WORK TO BE COMPLETED » Once you find the line below that has "[indicate] the plant", output it and every line after it exactly, stopping after the line that has "[indicate] the high-rise", with no pictures.

:::

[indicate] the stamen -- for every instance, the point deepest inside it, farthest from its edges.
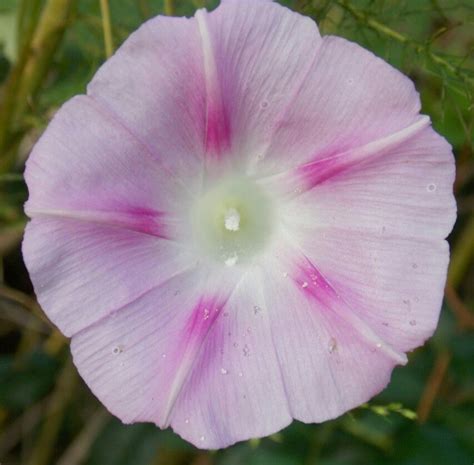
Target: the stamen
(232, 220)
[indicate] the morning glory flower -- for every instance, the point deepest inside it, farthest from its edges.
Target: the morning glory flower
(240, 224)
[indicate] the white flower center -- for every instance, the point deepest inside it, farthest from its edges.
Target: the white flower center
(233, 221)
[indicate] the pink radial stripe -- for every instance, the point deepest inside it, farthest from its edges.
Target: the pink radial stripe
(149, 347)
(202, 318)
(217, 120)
(315, 286)
(138, 219)
(324, 168)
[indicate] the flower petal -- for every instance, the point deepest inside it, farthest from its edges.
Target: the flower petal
(155, 86)
(349, 98)
(262, 53)
(197, 359)
(83, 271)
(108, 176)
(235, 390)
(407, 192)
(330, 360)
(377, 233)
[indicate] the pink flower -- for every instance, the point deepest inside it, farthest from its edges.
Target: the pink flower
(241, 223)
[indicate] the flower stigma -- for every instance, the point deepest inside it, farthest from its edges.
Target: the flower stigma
(233, 221)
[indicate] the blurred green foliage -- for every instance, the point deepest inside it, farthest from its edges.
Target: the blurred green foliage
(47, 415)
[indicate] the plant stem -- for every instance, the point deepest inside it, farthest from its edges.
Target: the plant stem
(399, 37)
(107, 28)
(28, 74)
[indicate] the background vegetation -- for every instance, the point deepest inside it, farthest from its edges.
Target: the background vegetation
(49, 50)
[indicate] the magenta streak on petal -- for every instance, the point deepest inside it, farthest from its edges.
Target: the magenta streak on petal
(187, 349)
(319, 171)
(217, 120)
(137, 219)
(315, 286)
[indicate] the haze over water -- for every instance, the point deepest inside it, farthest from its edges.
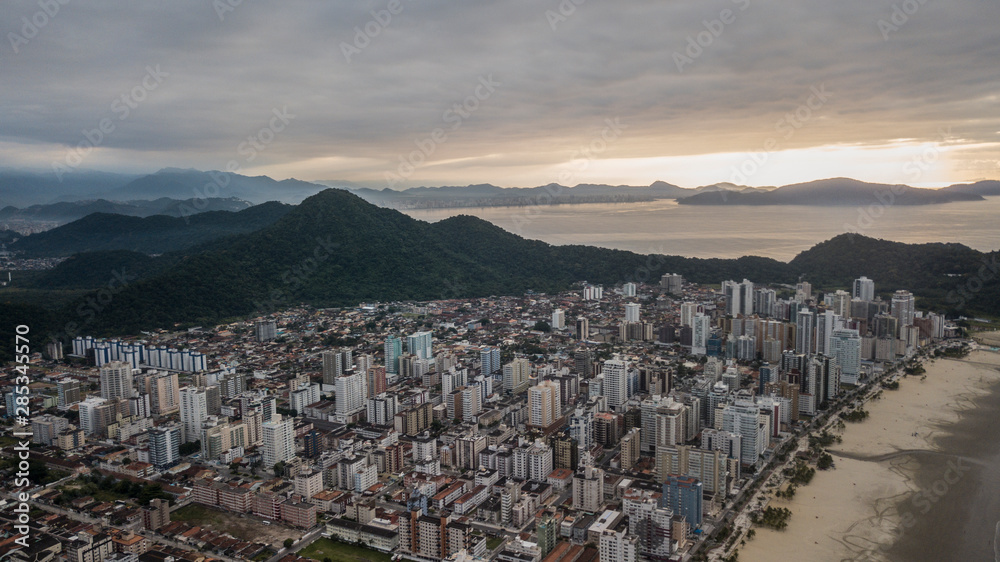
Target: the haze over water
(779, 232)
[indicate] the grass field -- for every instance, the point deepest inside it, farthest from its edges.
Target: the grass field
(243, 528)
(323, 548)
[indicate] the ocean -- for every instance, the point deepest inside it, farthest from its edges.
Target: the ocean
(779, 232)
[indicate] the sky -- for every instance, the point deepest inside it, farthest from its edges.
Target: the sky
(400, 93)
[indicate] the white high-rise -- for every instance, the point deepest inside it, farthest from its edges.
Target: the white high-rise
(632, 312)
(805, 327)
(515, 375)
(420, 344)
(864, 289)
(688, 310)
(558, 319)
(194, 412)
(903, 307)
(845, 346)
(116, 380)
(279, 441)
(615, 389)
(701, 329)
(350, 393)
(544, 404)
(628, 290)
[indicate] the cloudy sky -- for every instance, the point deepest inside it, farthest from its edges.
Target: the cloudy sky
(514, 93)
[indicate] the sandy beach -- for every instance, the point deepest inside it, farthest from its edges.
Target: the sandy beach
(892, 472)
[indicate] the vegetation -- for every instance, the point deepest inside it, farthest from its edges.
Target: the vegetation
(323, 252)
(773, 517)
(324, 548)
(156, 234)
(190, 447)
(110, 489)
(858, 415)
(825, 461)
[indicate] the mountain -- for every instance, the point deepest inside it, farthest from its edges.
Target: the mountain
(984, 188)
(183, 184)
(150, 235)
(334, 249)
(64, 211)
(21, 188)
(834, 192)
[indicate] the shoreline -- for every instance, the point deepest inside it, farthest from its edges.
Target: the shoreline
(880, 501)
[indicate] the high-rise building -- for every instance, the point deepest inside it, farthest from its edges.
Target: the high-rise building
(846, 348)
(558, 319)
(515, 375)
(69, 393)
(803, 292)
(377, 383)
(335, 364)
(164, 446)
(163, 390)
(588, 489)
(632, 312)
(279, 441)
(630, 448)
(420, 344)
(618, 546)
(544, 404)
(116, 380)
(805, 329)
(393, 349)
(350, 393)
(194, 412)
(672, 282)
(683, 496)
(628, 290)
(864, 289)
(903, 307)
(581, 428)
(548, 533)
(615, 388)
(489, 358)
(739, 297)
(701, 329)
(265, 330)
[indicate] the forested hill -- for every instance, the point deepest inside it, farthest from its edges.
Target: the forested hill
(334, 249)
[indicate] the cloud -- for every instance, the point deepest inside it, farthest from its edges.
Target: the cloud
(355, 118)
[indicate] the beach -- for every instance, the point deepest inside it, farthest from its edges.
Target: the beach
(915, 481)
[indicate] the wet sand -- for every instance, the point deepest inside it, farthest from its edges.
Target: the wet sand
(915, 481)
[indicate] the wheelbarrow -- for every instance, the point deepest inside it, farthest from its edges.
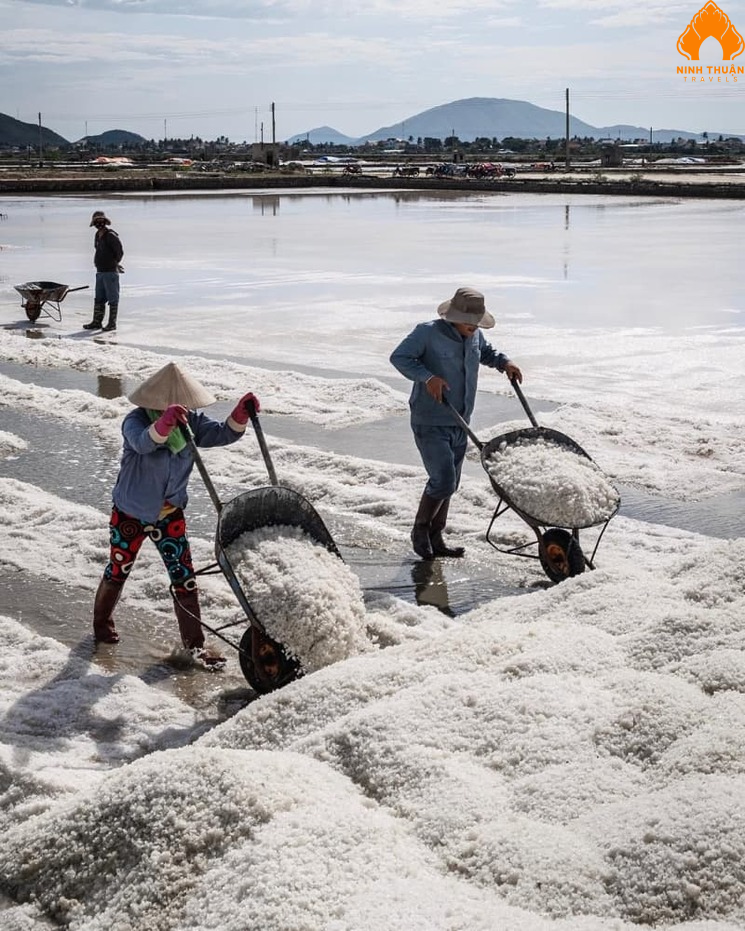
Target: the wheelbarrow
(557, 546)
(263, 661)
(43, 298)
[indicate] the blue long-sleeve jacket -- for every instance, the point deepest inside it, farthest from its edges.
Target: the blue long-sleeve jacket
(437, 348)
(151, 474)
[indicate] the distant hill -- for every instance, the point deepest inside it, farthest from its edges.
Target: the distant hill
(321, 135)
(494, 117)
(113, 137)
(16, 134)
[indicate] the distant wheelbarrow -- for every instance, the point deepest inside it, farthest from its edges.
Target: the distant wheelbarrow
(43, 298)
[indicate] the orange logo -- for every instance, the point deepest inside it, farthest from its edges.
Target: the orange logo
(710, 21)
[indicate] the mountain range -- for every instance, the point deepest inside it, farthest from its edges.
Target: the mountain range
(493, 117)
(468, 119)
(17, 134)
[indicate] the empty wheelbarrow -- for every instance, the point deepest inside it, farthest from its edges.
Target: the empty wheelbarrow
(43, 298)
(519, 466)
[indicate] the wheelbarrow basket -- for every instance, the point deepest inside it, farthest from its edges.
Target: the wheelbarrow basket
(42, 290)
(272, 506)
(532, 434)
(44, 298)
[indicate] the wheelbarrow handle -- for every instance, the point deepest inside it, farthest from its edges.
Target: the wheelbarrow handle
(199, 462)
(519, 392)
(471, 435)
(253, 414)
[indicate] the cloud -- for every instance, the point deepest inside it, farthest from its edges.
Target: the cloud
(616, 14)
(282, 10)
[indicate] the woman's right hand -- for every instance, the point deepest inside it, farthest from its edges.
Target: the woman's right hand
(171, 417)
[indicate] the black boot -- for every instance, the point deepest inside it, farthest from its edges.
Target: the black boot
(420, 540)
(439, 547)
(97, 321)
(107, 596)
(111, 325)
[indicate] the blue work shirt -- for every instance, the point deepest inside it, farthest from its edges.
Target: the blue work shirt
(150, 474)
(437, 348)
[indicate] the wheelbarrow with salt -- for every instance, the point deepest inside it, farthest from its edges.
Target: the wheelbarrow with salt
(549, 481)
(43, 298)
(264, 662)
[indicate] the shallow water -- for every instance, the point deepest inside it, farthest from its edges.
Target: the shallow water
(327, 283)
(245, 274)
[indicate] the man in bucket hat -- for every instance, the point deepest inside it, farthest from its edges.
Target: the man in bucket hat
(442, 358)
(150, 495)
(107, 254)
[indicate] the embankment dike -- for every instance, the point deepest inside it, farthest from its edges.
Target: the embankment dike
(201, 181)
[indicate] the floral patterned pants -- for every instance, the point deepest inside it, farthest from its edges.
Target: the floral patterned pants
(169, 536)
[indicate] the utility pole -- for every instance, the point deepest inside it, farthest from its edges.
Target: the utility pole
(273, 160)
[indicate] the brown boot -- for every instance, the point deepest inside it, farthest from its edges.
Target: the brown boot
(107, 596)
(439, 546)
(420, 539)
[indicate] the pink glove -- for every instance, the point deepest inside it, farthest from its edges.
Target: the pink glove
(171, 417)
(248, 404)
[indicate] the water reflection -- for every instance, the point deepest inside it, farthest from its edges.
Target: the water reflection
(267, 204)
(430, 587)
(110, 387)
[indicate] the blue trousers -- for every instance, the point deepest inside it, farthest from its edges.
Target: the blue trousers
(107, 288)
(443, 450)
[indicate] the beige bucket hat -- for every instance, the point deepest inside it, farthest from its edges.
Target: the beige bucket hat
(170, 385)
(466, 306)
(99, 215)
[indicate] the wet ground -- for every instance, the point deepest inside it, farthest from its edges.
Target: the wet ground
(59, 455)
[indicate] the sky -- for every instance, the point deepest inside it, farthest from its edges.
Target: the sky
(210, 68)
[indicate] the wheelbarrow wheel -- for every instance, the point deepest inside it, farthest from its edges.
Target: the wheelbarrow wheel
(33, 310)
(264, 662)
(561, 555)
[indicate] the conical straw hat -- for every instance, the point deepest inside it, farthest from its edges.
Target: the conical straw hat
(170, 385)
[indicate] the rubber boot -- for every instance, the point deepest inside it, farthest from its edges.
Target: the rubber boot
(439, 546)
(111, 325)
(420, 539)
(97, 321)
(108, 594)
(188, 615)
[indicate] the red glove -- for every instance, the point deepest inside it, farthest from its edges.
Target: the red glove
(171, 417)
(248, 404)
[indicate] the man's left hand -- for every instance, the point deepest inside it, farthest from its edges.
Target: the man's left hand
(512, 371)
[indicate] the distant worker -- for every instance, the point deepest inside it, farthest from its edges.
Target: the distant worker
(107, 256)
(442, 358)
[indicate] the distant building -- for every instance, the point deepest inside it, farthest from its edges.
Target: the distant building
(265, 152)
(611, 155)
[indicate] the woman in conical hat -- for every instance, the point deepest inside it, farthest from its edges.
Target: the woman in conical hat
(150, 495)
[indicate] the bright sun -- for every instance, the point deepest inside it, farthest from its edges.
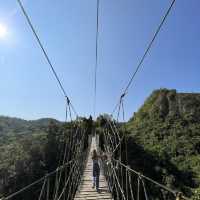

:::

TASK SOLUTION »
[indicate] the plant stem -- for every instance, the point deepest inside it, farthest from its edges.
Target: the plant stem
(399, 37)
(107, 28)
(28, 74)
[indicate] the background vegetation -- for every instance, the point deepest inside it, farthest from its edges.
Target: the background vegetation
(49, 50)
[indicate] the magenta streak on petal -- for every instance, the point deepest inside it, farthest from its edges.
Target: the magenta streak on petal
(187, 349)
(319, 171)
(217, 120)
(137, 219)
(315, 286)
[indicate] the haze over water -- for every instance, the point deepest inside it, farthest from its edges.
Target: the haze over water
(779, 232)
[indicate] the grass field -- for every instance, the point deepest inside it, farthest from its edges.
Target: the grass field
(243, 528)
(323, 548)
[indicate] the ocean -- for every instance, the point deepest inside it, farthest from its edges.
Target: the ocean
(779, 232)
[indicate] the sky -- for every instance, the point deepest inside it, farthest from its edges.
Target: the sky
(400, 93)
[indicate] the white high-rise -- for every instance, the point deepest inside it, farthest from its edges.
Target: the white high-rise
(632, 312)
(805, 327)
(515, 375)
(420, 344)
(864, 289)
(688, 310)
(558, 319)
(194, 412)
(903, 307)
(845, 346)
(116, 380)
(279, 441)
(615, 389)
(701, 329)
(350, 393)
(544, 404)
(628, 290)
[indicate] the cloudy sky -- for every instance, the point deepest inside it, farthest from its edges.
Target: the cloudy sky
(514, 93)
[indicate] the sandy beach -- for every instance, the point deepest inside it, farthest from its edges.
Target: the sandy beach
(892, 472)
[indicate] the vegetation -- for every instance, the point deepest inside it, farthest from its edges.
Target: the vegetation
(323, 252)
(773, 517)
(324, 548)
(156, 234)
(190, 447)
(110, 489)
(858, 415)
(825, 461)
[indicate] the mountain -- for every instance, the point deepest inside it, farthest from its edges.
Target: the mountain
(984, 188)
(183, 184)
(150, 235)
(334, 249)
(64, 211)
(21, 188)
(834, 192)
[indicate] the shoreline -- for every instance, the point deepest inside it, farthest from its edges.
Target: the shoreline
(880, 501)
[indicate] the high-rise building -- for every instance, the point deepest inside it, farthest from its edges.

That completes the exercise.